## begin PROVIDED MATERIAL
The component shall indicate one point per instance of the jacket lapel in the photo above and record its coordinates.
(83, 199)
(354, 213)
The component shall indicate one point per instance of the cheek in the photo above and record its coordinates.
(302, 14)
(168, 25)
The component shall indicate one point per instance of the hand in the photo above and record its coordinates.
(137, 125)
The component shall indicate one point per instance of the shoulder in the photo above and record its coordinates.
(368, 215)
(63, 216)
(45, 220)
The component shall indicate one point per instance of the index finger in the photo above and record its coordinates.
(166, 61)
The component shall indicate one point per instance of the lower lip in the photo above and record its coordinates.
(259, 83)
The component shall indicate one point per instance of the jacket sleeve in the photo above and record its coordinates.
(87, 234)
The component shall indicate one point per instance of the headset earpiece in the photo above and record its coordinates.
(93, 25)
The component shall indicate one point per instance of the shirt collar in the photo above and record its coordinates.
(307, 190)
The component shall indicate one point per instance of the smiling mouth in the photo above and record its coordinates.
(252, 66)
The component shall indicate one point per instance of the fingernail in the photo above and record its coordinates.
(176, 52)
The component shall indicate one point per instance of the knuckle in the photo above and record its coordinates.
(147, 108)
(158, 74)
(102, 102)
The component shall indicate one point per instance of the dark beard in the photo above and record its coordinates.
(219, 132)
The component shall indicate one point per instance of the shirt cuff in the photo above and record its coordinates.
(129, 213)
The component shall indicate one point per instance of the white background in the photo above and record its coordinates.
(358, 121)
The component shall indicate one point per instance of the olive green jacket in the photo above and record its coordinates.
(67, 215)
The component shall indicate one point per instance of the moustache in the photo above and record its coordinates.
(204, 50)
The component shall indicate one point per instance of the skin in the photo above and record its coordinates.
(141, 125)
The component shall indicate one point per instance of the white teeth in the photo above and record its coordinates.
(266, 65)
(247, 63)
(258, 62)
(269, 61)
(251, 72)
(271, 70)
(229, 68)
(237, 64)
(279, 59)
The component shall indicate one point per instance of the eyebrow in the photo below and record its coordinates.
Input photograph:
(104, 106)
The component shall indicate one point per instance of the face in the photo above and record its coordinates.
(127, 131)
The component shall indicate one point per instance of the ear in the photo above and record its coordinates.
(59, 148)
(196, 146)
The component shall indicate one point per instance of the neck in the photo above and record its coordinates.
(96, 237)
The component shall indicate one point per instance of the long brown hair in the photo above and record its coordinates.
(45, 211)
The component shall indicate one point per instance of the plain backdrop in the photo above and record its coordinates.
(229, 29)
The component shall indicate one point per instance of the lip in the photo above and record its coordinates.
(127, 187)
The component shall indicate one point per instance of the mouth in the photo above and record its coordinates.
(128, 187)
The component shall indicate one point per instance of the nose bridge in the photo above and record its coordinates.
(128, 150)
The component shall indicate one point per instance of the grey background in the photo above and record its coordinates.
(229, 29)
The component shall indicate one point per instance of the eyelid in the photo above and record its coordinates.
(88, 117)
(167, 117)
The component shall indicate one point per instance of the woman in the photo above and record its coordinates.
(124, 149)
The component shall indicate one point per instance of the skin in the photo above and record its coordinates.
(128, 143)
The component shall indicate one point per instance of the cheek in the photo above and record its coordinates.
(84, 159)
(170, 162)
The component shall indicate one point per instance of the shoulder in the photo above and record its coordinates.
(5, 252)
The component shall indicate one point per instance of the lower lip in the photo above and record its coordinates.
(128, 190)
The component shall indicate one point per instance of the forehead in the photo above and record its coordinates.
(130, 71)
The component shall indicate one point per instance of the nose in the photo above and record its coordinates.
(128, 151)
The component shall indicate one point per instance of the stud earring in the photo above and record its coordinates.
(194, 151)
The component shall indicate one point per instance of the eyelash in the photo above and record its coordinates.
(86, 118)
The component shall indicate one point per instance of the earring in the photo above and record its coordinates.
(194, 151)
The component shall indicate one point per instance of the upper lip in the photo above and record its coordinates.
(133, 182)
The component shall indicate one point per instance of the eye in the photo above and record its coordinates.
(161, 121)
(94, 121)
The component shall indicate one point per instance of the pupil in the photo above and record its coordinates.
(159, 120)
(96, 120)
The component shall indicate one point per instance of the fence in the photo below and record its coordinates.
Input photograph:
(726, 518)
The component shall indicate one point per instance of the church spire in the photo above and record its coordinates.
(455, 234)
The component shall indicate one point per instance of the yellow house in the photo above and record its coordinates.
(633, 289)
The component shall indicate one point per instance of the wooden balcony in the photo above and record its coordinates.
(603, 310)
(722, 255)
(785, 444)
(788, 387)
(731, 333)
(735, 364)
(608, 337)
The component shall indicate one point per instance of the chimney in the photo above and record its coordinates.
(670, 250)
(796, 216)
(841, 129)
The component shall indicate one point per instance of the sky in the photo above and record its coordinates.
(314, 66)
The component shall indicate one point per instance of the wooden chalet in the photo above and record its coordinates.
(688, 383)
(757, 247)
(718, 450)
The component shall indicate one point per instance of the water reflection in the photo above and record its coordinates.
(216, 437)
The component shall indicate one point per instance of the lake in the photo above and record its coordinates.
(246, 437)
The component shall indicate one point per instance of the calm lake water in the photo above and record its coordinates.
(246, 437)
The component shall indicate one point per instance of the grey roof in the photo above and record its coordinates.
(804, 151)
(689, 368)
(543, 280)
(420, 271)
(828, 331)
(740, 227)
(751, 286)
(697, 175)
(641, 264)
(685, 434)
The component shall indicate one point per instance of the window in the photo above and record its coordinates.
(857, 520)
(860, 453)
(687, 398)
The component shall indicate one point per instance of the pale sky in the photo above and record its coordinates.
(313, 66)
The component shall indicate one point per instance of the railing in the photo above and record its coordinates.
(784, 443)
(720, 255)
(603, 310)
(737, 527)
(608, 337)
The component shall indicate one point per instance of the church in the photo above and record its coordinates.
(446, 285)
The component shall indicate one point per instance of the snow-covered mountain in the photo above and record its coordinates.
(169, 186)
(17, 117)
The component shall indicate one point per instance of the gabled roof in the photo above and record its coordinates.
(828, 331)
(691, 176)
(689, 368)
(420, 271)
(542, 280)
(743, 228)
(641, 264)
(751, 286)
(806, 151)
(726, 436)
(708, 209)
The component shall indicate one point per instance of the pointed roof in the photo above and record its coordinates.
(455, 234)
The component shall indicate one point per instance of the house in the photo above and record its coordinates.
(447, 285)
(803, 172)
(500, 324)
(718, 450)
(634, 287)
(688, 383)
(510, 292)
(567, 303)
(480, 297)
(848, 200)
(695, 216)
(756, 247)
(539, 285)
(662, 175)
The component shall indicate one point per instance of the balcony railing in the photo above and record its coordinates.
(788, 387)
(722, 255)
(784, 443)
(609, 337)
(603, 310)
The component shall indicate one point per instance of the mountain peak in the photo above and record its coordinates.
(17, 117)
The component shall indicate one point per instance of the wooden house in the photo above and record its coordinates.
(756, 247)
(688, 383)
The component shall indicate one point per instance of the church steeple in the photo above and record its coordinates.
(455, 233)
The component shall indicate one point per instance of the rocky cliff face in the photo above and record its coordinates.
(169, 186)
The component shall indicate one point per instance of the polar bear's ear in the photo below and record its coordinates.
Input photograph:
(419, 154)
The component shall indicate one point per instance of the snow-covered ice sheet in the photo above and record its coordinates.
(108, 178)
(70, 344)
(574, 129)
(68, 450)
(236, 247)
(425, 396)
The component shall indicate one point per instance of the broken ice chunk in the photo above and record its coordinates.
## end PROVIDED MATERIAL
### [THE EXERCISE]
Rewrite the records, swapping every "indicate" for "mark" and keeping everything else the same.

### [TASK ANSWER]
The component shall mark one point per instance of the jacket lapel in the photo above and record its coordinates.
(83, 199)
(354, 213)
The component shall mark one point per instance of the cheek in the photo above and record its coordinates.
(302, 14)
(168, 25)
The component shall mark one point per instance of the hand in the photo above and record its coordinates.
(137, 125)
The component shall mark one point per instance of the shoulder in the photo above and record its coordinates.
(368, 215)
(63, 216)
(45, 220)
The component shall mark one point per instance of the index finger in the photo above and record its coordinates.
(166, 61)
The component shall mark one point per instance of the lower lip in the photo above and record its coordinates.
(259, 83)
The component shall mark one point per instance of the jacket sleeve in the photo above and record its coordinates.
(87, 234)
The component shall mark one point per instance of the headset earpiece in the photo above and record its coordinates.
(93, 25)
The component shall mark one point per instance of the shirt collar in the photo above and record its coordinates.
(307, 190)
The component shall mark one point per instance of the smiling mouth in the photo above and record its coordinates.
(252, 66)
The component shall mark one point per instance of the fingernail in the photo above and record its coordinates.
(176, 52)
The component shall mark one point per instance of the knuckle in the photo above and record its coordinates.
(147, 108)
(158, 74)
(102, 102)
The component shall mark one point per instance of the dark beard in the photo above and record its coordinates.
(219, 132)
The component shall mark one point per instance of the shirt cuff in the photo above and record its coordinates.
(129, 213)
The component shall mark one point per instance of the white background in the photo above and record its coordinates.
(358, 121)
The component shall mark one point per instance of the olive green jacket in the photo above and record its coordinates.
(67, 215)
The component shall mark one point per instance of the moustache in the photo above and record its coordinates.
(204, 50)
The component shall mark one point per instance of the skin in the photo above and record its coordinates.
(141, 125)
The component shall mark one point per instance of the white teeth in the photo above and record its coordinates.
(266, 65)
(247, 63)
(258, 62)
(269, 61)
(251, 72)
(271, 70)
(229, 68)
(237, 64)
(279, 59)
The component shall mark one point per instance of the eyebrow in the photo below and record its coordinates.
Input photograph:
(104, 106)
The component shall mark one point per instance of the face in the photo above and record its coordinates.
(127, 131)
The component shall mark one point per instance of the ear in the photo above and record its coordinates.
(59, 148)
(196, 146)
The component shall mark one point per instance of the neck in the photo above and record its coordinates.
(96, 237)
The component shall mark one point per instance of the long brown hair in the photo above and record its coordinates.
(45, 211)
The component shall mark one point per instance of the plain backdrop in the photo above and record its coordinates.
(229, 29)
The component shall mark one point per instance of the lip in the photo above and record its coordinates.
(127, 187)
The component shall mark one point per instance of the mouth in the photo above and record its coordinates.
(128, 187)
The component shall mark one point per instance of the nose bridge in the photo above and record its coordinates.
(128, 150)
The component shall mark one point per instance of the grey background in the photo above and record its coordinates.
(229, 29)
The component shall mark one point per instance of the eyelid in the photo above and record its coordinates.
(88, 117)
(167, 117)
The component shall mark one point per instance of the woman in the photo above and record its coordinates.
(124, 149)
The component shall mark one point per instance of the skin in the photo above and record its coordinates.
(128, 143)
The component shall mark one point per instance of the cheek in the photo above and record its coordinates.
(84, 159)
(170, 162)
The component shall mark one point per instance of the shoulder in the photo above and record its coordinates.
(5, 252)
The component shall mark one point per instance of the lower lip in the photo above and record its coordinates.
(128, 190)
The component shall mark one point per instance of the forehead in the photo above and record its coordinates.
(130, 71)
The component shall mark one point per instance of the nose in the photo above and record its coordinates.
(128, 151)
The component shall mark one point per instance of the stud earring in the photo above and record its coordinates.
(194, 151)
The component shall mark one point per instance of the eyelash in the photo above and record its coordinates.
(86, 118)
The component shall mark one point per instance of the earring in the photo above and record its coordinates.
(194, 151)
The component shall mark one point per instance of the upper lip in the photo above and record its coordinates.
(133, 182)
The component shall mark one point per instance of the eye in the photo above and record its coordinates.
(161, 121)
(94, 121)
The component shall mark one point per instance of the pupil in the photo above and record its coordinates.
(159, 120)
(96, 120)
The component shall mark one point per instance of the fence in the photo below and record its coordinates.
Input photograph:
(726, 518)
The component shall mark one point per instance of the church spire in the photo above and record its coordinates.
(455, 234)
The component shall mark one point per instance of the yellow house in the photo above and record its coordinates.
(633, 289)
The component shall mark one point per instance of the wooden balcony in the photo above and record its coordinates.
(603, 310)
(722, 255)
(785, 444)
(788, 387)
(731, 333)
(735, 364)
(608, 337)
The component shall mark one point per instance of the chimney in the photo above and record its coordinates.
(670, 250)
(796, 216)
(841, 129)
The component shall mark one point per instance of the sky in the photo above and record its coordinates.
(314, 66)
The component shall mark one point per instance of the wooden chalet in the photo above and record its coordinates.
(688, 383)
(757, 247)
(718, 450)
The component shall mark one point per instance of the water reflection in the photo above and record its coordinates.
(216, 437)
The component shall mark one point per instance of the lake in the photo above and record its coordinates.
(246, 437)
The component shall mark one point per instance of the calm lake water in the photo above and record its coordinates.
(246, 437)
The component shall mark one point per instance of the grey roof in the photo above and record its coordinates.
(804, 151)
(689, 368)
(543, 280)
(420, 271)
(828, 331)
(740, 227)
(751, 286)
(697, 175)
(641, 264)
(685, 434)
The component shall mark one point per instance of the window in the photo above and record its coordinates.
(857, 520)
(860, 453)
(687, 398)
The component shall mark one point per instance of the pale sky in the photo above and record its coordinates.
(313, 66)
The component shall mark one point per instance of the railing in the photo above and record its coordinates.
(784, 443)
(720, 255)
(603, 310)
(737, 527)
(608, 337)
The component shall mark one point per instance of the church in the photo above and record its coordinates.
(446, 285)
The component shall mark one point per instance of the snow-covered mountain in the photo above and record its coordinates.
(169, 186)
(17, 117)
The component shall mark one point per instance of the gabled roof in the photo above and record its coordinates.
(828, 331)
(691, 176)
(689, 368)
(420, 271)
(542, 280)
(743, 228)
(641, 264)
(751, 286)
(806, 151)
(726, 436)
(708, 209)
The component shall mark one point per instance of the pointed roof in the photo above and record its coordinates.
(455, 234)
The component shall mark one point per instance of the house in the photo above and record its coordinates.
(447, 285)
(803, 172)
(500, 324)
(718, 450)
(634, 287)
(688, 383)
(510, 292)
(567, 303)
(480, 297)
(848, 200)
(695, 216)
(756, 247)
(539, 285)
(662, 175)
The component shall mark one point per instance of the balcony railing in the photo above and record its coordinates.
(788, 387)
(722, 255)
(784, 443)
(609, 337)
(603, 310)
The component shall mark one point per instance of the mountain peak in the photo above and record its coordinates.
(17, 117)
The component shall mark one point per instance of the wooden house in the photo above and record its coordinates.
(756, 247)
(688, 383)
The component shall mark one point per instance of the church steeple in the photo above and record its coordinates.
(455, 233)
The component shall mark one point per instance of the rocky cliff face in the photo above and record its coordinates.
(169, 186)
The component shall mark one point per instance of the polar bear's ear in the photo below and record its coordinates.
Input photograph:
(419, 154)
The component shall mark one point per instance of the snow-covered ice sheet in the photo above and record its coordinates.
(108, 178)
(70, 344)
(574, 129)
(68, 450)
(236, 247)
(425, 396)
The component shall mark one point per instance of the broken ice chunk in the photo above and record its coordinates.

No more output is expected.